Start of The records

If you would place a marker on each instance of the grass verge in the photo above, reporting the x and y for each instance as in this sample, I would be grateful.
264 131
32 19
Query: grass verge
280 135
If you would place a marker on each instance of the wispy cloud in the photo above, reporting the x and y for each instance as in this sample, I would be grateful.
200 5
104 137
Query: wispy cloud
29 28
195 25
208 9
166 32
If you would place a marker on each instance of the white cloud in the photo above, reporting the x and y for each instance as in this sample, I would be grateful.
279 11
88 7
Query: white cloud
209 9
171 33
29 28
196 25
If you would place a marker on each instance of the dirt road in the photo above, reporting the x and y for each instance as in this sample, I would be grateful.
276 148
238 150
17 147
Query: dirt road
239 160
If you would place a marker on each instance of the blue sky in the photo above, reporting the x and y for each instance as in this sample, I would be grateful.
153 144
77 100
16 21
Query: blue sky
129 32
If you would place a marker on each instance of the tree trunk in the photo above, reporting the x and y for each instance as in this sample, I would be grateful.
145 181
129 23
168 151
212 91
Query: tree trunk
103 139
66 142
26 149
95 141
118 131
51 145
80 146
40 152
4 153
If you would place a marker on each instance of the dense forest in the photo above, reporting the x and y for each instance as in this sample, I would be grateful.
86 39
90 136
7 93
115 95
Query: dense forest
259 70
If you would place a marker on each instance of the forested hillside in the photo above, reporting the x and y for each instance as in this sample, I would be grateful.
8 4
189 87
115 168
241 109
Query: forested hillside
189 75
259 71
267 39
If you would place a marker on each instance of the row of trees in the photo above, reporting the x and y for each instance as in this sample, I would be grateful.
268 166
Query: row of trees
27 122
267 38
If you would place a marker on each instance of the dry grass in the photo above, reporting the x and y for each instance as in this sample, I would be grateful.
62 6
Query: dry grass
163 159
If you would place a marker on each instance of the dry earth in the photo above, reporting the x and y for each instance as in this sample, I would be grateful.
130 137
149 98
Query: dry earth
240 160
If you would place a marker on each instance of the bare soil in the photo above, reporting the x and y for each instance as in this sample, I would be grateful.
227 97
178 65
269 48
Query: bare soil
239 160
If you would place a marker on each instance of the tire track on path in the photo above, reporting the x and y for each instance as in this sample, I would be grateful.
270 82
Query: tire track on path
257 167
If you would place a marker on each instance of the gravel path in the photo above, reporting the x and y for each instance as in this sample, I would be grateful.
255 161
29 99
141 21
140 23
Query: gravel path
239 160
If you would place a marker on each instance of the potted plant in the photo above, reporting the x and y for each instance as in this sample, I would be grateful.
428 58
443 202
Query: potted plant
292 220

End of The records

Task description: Extract the complete listing verbatim.

Written answer:
If you would place a marker on each instance of the grass verge in the photo above, reporting the x and y for each instance as in this sample, I would be grateful.
264 131
32 19
Query: grass verge
280 135
If you would place a marker on each instance of the wispy cloud in the photo above, reporting the x and y for each instance as in this sample, I would be grateful.
200 5
104 137
Query: wispy cloud
29 28
195 25
208 9
166 32
If you would place a marker on each instance of the white cloud in the photo above, reporting the x and y for each instance as in this sample, I would be grateful.
279 11
88 7
Query: white cloud
209 9
171 33
29 28
196 25
If you would place a marker on each instance of the dirt road in the photo above, reporting the x and y for each instance as in this sample, I would be grateful.
276 148
238 150
17 147
Query: dirt road
239 160
If you would place a marker on each instance of the blue sky in the photo above, reporting the x and y for each instance as in this sample, I would be grateful.
153 144
77 100
16 21
Query: blue sky
129 32
If you would place a marker on each instance of the tree trunk in the photo above, reporting the x and y for each instance as in this sample, I would be grateful.
145 181
129 23
168 151
212 91
Query: tree trunk
103 139
66 142
26 149
95 141
118 131
51 145
80 146
40 152
4 153
If you would place a marker on each instance of the dense forest in the photo above, reporting the x and y for each instance as in this sample, I would be grateful.
86 39
90 136
7 93
115 95
Query: dense forest
259 70
If you would place a marker on each instance of the forested hillside in the photo above, reporting the x and y for each instance as in this sample, I would be grateful.
8 4
189 87
115 168
241 109
Query: forested hillside
189 75
259 71
267 39
If you would place a marker on each instance of the row of trees in the photo above, reporting the x and y for each instance as in this sample, I would be grateful.
268 166
Query: row of trees
27 122
267 38
If you would place a marker on each instance of the dry grass in the photo above, reporting the x and y for each instance as in this sample, I would be grateful.
62 6
Query: dry grass
163 159
If you would place a marker on each instance of the dry earth in the photo above, reporting the x and y for each instance as in this sample, I would be grateful.
130 137
149 98
Query: dry earth
240 160
If you would place a marker on each instance of the bare soil in the photo above, reporting the x and y for each instance as in this sample, I would be grateful.
227 97
178 65
269 48
Query: bare soil
239 160
If you would place a marker on each instance of the tire track on path in the photo above, reporting the x and y for each instance as in this sample, I would be grateful.
270 82
Query: tire track on path
257 167
If you would place a marker on each instance of the gravel path in the photo above, reporting the x and y for each instance as in this sample, I would be grateful.
255 161
29 99
141 21
140 23
Query: gravel path
239 160
If you would place a marker on each instance of the potted plant in the photo above, reporting the x and y for each instance as in this sample, I would be grateful.
428 58
443 202
Query: potted plant
292 220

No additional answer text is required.